La ruta de las mujeres por la paz

Por Camila Osorio

Los grandes protagonistas de la guerra en Colombia suelen ser hombres. “Manuel Marulanda”, Carlos Castaño, Pablo Escobar o Rito Alejo del Río son algunos de los ‘machos’ más famosos. Pero entre tantos hombres, existe un movimiento social en Colombia que quiere que las mujeres pasen a la historia también como protagonistas. Pero de la paz.

Ellas, un movimiento social de diez mil mujeres regadas por todo el país, llevan exigiendo una negociación entre los actores armados mucho antes de que el presidente Juan Manuel Santos lo hiciera. Y mucho antes de que lo propusiera el expresidente Andrés Pastrana en 1998.

Ellas se llaman la Ruta Pacífica de las Mujeres. Y tienen un objetivo: convencer a los hombres que se dejen de echar bala.

“Dios es negra”

La primera vez que Marina Gallego escuchó de feminismo fue en Medellín. Ella tenía veinte años y fue a estudiar Derecho en la Universidad de Antioquia. Allá leyó un grafiti que decía: “Dios, es Negra”. Y le encantó.

Marina se quedó mirándolo. Ella no quería ser dios. Pero era mujer. Eran los años setenta y varios grupos de mujeres universitarias, como ella, hacían activismo de la mano de grupos de izquierda. Han pasado casi treinta años, y hoy Marina es abogada, es feminista, es de izquierda, y es la coordinadora nacional de uno de los movimientos sociales más grandes del país: La Ruta Pacífica de las Mujeres. Un movimiento que se llama a sí mismo feminista, pacifista, y antimilitarista.

Marina es una mujer de estatura media, pelo oscuro con iluminaciones rojizas y habla de forma pausada. A ella le gusta el café negro y con azúcar. Nos sentamos a tomarnos dos tintos en una mesa de madera larga en Fescol, una de las seis entidades que le entregó a La Ruta el Premio Nacional de Paz en noviembre de 2014.

Era enero 17 del 2015, y el primer día de trabajo para Marina. Su celular sonaba cada dos minutos. Son las mujeres de La Ruta, dice, mientras lo silencia para poder hablar.

Tarea:
Responda estas preguntas sobre el fragmento acerca de la Ruta Pacífica de las Mujeres:
1. ¿Cuántas mujeres forman el movimiento?
2. ¿Qué carrera fue a estudiar Marina Gallego en la Universidad de Antioquia?
3. ¿En qué mes y año recibió La Ruta el Premio Nacional de Paz?

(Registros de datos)
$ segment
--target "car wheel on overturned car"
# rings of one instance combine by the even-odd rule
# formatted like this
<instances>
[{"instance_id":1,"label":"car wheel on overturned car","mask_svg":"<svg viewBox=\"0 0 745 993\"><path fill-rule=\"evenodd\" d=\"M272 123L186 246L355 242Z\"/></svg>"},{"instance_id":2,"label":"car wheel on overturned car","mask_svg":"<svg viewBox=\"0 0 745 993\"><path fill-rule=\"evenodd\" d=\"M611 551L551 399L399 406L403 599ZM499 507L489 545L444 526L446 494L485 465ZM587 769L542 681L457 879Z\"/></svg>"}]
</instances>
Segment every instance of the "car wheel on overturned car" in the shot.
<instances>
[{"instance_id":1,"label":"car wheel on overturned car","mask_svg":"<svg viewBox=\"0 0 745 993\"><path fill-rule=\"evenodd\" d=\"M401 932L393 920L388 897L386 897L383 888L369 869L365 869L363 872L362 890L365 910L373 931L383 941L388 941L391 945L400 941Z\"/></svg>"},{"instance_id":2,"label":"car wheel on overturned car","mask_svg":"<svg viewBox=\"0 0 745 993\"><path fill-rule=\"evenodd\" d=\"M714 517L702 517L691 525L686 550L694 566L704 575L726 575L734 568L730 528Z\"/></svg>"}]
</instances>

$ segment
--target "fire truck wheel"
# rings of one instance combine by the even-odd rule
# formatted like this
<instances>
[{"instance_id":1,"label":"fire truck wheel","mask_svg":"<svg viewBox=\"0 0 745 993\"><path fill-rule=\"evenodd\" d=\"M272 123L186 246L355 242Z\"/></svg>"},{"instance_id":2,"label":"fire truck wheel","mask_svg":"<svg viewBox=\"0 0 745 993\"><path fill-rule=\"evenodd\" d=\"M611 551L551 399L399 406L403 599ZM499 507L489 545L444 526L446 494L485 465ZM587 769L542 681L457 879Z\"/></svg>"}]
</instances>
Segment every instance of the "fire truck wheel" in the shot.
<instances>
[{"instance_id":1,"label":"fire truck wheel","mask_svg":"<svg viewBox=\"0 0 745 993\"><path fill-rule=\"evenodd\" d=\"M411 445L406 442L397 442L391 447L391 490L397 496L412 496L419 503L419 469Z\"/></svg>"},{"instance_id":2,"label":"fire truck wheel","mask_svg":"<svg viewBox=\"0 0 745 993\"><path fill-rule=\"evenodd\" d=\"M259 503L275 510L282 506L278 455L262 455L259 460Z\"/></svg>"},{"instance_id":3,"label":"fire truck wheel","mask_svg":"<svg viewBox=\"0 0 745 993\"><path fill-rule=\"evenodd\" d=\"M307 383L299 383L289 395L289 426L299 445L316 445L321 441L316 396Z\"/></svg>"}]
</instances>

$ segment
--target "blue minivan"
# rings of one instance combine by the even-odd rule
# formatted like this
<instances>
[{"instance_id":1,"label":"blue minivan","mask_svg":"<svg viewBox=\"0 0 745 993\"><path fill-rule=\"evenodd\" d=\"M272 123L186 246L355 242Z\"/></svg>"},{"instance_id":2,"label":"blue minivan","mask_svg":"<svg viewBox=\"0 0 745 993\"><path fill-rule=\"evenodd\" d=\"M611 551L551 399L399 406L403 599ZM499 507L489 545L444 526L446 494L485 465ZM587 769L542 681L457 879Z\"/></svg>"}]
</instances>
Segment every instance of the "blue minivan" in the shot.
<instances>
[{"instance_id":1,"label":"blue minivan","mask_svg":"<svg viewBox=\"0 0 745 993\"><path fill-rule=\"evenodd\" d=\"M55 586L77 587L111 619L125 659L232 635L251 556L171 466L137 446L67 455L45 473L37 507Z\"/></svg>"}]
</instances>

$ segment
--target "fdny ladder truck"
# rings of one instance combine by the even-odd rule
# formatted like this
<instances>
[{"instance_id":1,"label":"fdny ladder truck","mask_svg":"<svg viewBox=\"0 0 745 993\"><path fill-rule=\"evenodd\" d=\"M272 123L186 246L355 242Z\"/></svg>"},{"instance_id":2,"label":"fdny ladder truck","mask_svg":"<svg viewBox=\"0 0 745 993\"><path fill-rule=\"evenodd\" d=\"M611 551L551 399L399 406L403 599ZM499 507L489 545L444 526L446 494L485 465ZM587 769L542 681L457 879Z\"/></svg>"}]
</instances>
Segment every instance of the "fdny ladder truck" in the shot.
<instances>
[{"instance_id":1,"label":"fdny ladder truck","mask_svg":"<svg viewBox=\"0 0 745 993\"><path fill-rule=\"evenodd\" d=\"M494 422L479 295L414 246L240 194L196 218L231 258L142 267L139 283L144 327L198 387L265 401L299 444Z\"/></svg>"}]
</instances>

Ejercicio resuelto:
1. Diez mil mujeres.
2. Derecho.
3. En noviembre de 2014.